TEXT.

★ ★ ★ ★ ★

Blink, blink. Breathe, breathe. Day in, day out.
Original Poster
Does anyone else get super annoyed when having to fenagle the search to look for the rooms that ARE available but Disney marks as NOT available?

I put in regular, and a selection of resorts pop up. I change it to florida resident discount, and a different selection of resorts pop up. I change it to annual pass discount and a different selection of resorts pop up.

And finally, in my case... There are 3 of us going just for a 2-night trip. But it's an interesting dynamic. It is myself, a friend/co-worker of the opposite gender whom I am not dating, and a high school student intern. So I am trying to find a family suite at Art of Animation with the private room...

...But the only way I was able to do that was to figure out: 1). Put it under annual pass discount and 2). Lie about the guest count being 5 guests.

★ ★ ★ ★ ★

RAW DATA.
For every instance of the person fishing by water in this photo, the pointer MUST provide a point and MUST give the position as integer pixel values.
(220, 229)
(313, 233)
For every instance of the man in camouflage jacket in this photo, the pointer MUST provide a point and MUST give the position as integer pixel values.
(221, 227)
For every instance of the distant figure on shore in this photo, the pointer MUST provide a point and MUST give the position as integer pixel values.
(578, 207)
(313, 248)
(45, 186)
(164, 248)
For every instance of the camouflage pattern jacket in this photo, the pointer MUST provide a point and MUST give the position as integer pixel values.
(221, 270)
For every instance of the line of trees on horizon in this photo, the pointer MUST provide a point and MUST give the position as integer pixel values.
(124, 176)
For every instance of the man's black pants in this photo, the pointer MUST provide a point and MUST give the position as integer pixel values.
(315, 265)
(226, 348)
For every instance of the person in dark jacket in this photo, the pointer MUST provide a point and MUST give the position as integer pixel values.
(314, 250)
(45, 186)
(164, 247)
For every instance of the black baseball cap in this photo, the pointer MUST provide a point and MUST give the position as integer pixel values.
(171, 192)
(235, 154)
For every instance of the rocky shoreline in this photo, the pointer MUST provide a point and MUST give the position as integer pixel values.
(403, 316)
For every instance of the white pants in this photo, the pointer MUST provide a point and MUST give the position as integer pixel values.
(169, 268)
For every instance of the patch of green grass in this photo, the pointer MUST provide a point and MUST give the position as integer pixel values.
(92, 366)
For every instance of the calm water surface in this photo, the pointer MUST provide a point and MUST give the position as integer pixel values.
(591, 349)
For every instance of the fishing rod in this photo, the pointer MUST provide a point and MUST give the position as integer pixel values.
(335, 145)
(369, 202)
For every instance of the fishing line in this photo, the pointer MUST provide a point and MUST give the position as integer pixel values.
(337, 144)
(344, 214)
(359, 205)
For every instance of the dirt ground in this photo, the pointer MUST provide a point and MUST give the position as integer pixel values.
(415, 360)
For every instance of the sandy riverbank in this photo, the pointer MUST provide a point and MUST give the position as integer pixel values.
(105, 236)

★ ★ ★ ★ ★

PROBLEMS TO SOLVE.
- a) Copy the forum post about searching for Disney resort rooms from "And finally, in" to "the private room...".
- b) Resume the forum post about searching for Disney resort rooms, writing on from its last sentence.

ANSWERS FOR THIS EXERCISE.
- a)
And finally, in my case... There are 3 of us going just for a 2-night trip. But it's an interesting dynamic. It is myself, a friend/co-worker of the opposite gender whom I am not dating, and a high school student intern. So I am trying to find a family suite at Art of Animation with the private room...

- b)
In the end, I figured it out... And I get it, Disney is trying to hide some resort rooms to maximize profits here and there... But by golly gee is it ANNOYING.
 

dmc493

Well-Known Member
Absolutely 100% yes I HATE THIS part of the website.I have my method for how I click thru and evaluate, but it just means I have to cumbersomely click thru and review all the resorts available for like 4-5 different discounts at any given point in time. It's one of the most unfriendly systems I've ever used
 

Raxel7851

Well-Known Member
I tried to do a split stay at Pop and FQ. I wanted 2 days at Pop, then 8 at FQ. I got the FQ room no problem. But Pop showed unavailable for the 2 days, both before and after our FQ stay. But when I added an extra day to Pop, BOOM, amazingly it was available. I called thinking the reservation CM could help, but to no avail. So I sucked it up and went with the 3 days.
 

WondersOfLife

Blink, blink. Breathe, breathe. Day in, day out.
Original Poster
I tried to do a split stay at Pop and FQ. I wanted 2 days at Pop, then 8 at FQ. I got the FQ room no problem. But Pop showed unavailable for the 2 days, both before and after our FQ stay. But when I added an extra day to Pop, BOOM, amazingly it was available. I called thinking the reservation CM could help, but to no avail. So I sucked it up and went with the 3 days.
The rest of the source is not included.